GOAL.
Copy the data word for word, keeping every line.

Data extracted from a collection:
<<<<
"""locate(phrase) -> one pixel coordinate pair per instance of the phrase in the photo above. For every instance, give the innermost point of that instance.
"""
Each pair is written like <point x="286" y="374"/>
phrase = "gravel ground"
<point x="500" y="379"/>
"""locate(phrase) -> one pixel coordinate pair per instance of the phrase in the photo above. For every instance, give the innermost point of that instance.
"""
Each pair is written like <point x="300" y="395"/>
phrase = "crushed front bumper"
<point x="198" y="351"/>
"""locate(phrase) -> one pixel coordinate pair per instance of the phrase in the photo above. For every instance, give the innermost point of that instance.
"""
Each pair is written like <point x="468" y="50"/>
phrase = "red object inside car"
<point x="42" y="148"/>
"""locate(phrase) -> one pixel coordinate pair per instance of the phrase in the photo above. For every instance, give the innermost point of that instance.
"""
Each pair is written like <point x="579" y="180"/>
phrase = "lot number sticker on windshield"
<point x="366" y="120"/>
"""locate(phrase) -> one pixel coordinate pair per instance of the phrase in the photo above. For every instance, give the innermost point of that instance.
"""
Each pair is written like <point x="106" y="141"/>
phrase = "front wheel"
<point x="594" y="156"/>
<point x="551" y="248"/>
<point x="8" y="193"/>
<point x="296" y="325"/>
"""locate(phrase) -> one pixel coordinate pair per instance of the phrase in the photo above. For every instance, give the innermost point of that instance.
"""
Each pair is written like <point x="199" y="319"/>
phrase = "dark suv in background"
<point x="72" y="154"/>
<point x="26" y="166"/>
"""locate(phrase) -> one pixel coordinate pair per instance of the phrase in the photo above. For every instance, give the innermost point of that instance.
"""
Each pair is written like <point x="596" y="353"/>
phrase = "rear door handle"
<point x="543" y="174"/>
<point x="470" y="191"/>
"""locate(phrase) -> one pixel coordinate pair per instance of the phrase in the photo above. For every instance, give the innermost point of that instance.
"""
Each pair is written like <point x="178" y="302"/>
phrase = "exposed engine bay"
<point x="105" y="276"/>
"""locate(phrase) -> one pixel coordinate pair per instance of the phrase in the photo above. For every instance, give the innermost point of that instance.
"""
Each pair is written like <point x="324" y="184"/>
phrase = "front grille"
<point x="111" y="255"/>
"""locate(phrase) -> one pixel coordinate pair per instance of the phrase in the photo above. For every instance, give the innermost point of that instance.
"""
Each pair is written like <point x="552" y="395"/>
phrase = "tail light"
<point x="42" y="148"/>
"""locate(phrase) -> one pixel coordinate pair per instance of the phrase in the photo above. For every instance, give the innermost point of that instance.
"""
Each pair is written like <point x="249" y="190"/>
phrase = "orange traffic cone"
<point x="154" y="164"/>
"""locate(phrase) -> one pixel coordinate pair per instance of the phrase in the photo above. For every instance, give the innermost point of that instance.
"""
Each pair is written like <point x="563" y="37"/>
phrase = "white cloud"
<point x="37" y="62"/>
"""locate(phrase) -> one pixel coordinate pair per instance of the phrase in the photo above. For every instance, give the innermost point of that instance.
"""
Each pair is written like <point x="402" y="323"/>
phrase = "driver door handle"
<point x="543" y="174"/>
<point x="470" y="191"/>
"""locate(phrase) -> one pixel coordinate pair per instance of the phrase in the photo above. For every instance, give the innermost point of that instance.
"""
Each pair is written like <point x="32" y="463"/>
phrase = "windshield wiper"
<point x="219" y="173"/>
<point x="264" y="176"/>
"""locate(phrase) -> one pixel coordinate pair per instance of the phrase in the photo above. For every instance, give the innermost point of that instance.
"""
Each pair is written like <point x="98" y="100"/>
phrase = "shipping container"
>>>>
ANSWER TO THIS TASK.
"""locate(phrase) -> one pixel coordinate pair per instance of the phrase in the photo above. For every instance, give the innermost point of that instance.
"""
Each pair is written like <point x="286" y="374"/>
phrase = "gravel ground"
<point x="500" y="379"/>
"""locate(phrase) -> one pixel coordinate pair per instance of the phrase in the photo above. For every instance, give the innermost point of that instance.
"""
Each pair is written like <point x="300" y="395"/>
phrase = "crushed front bumper"
<point x="198" y="351"/>
"""locate(phrase) -> one pixel coordinate pair per instance of the phrase in the photo above. For every instance, give the innermost point of that instance.
"""
Each pair is written like <point x="468" y="50"/>
phrase = "red object inside car"
<point x="42" y="148"/>
"""locate(phrase) -> one pixel coordinate pair per instance of the phrase in the photo above. For every instance, give the innermost point of that instance.
"""
Each pair is written like <point x="579" y="180"/>
phrase = "lot number sticker on windshield"
<point x="366" y="120"/>
"""locate(phrase) -> one pixel coordinate pair per instance of the phrase in the photo above. For every instance, give the innermost point of that instance.
"""
Each pair is written like <point x="106" y="141"/>
phrase = "front wheel"
<point x="594" y="156"/>
<point x="551" y="248"/>
<point x="8" y="193"/>
<point x="296" y="325"/>
"""locate(phrase) -> one pixel coordinate pair per instance of the phrase in the photo above. For every instance, give the innermost point of that instance.
"""
Each pair is written like <point x="199" y="319"/>
phrase = "dark suv in background"
<point x="72" y="154"/>
<point x="26" y="166"/>
"""locate(phrase) -> one pixel coordinate pair per instance of the phrase in the photo above. For every instance, give the innermost point of that instance.
"""
Each pair is written like <point x="596" y="353"/>
phrase = "rear door handle"
<point x="543" y="174"/>
<point x="470" y="191"/>
"""locate(phrase) -> one pixel coordinate pair per instance of the phrase in the photo above. For every instance, give the innermost point of that instance.
"""
Each pair is written like <point x="178" y="302"/>
phrase = "exposed engine bay"
<point x="105" y="276"/>
"""locate(phrase) -> one pixel coordinate pair per instance of the phrase in the photo above. For every instance, give the innermost point of that instance.
"""
Each pair is written like <point x="324" y="184"/>
phrase = "front grille"
<point x="111" y="255"/>
"""locate(phrase) -> one pixel coordinate pair per instance of the phrase in the photo above. For every instance, give the innermost point of that instance.
"""
Each pair is written like <point x="552" y="395"/>
phrase = "tail light"
<point x="42" y="148"/>
"""locate(phrase) -> one pixel coordinate pair per instance of the phrase in the photo above. For every instance, give the innermost point of that instance.
"""
Each pair is written like <point x="249" y="190"/>
phrase = "orange traffic cone"
<point x="154" y="164"/>
"""locate(phrase) -> one pixel coordinate pair per instance of the phrase in the photo above. For every instance, give the innermost point of that instance.
"""
Each pair is written like <point x="563" y="37"/>
phrase = "white cloud"
<point x="37" y="62"/>
"""locate(phrase) -> one pixel coordinate pair per instance of the phrase in the photo above. For every instance, give the innermost point of that instance.
"""
Each pair is written like <point x="402" y="323"/>
phrase = "driver door handle"
<point x="543" y="174"/>
<point x="470" y="191"/>
"""locate(phrase) -> one pixel coordinate pair per instance of the phrase in the photo above. For every instance, give the innermost point of that instance.
"""
Each pair is written like <point x="32" y="463"/>
phrase = "windshield wiper"
<point x="219" y="173"/>
<point x="264" y="176"/>
"""locate(phrase) -> one pixel coordinate pair per instance of the phrase in the photo above. For every instance, give the innermost point of that instance.
"""
Each pair is written like <point x="98" y="100"/>
phrase = "shipping container"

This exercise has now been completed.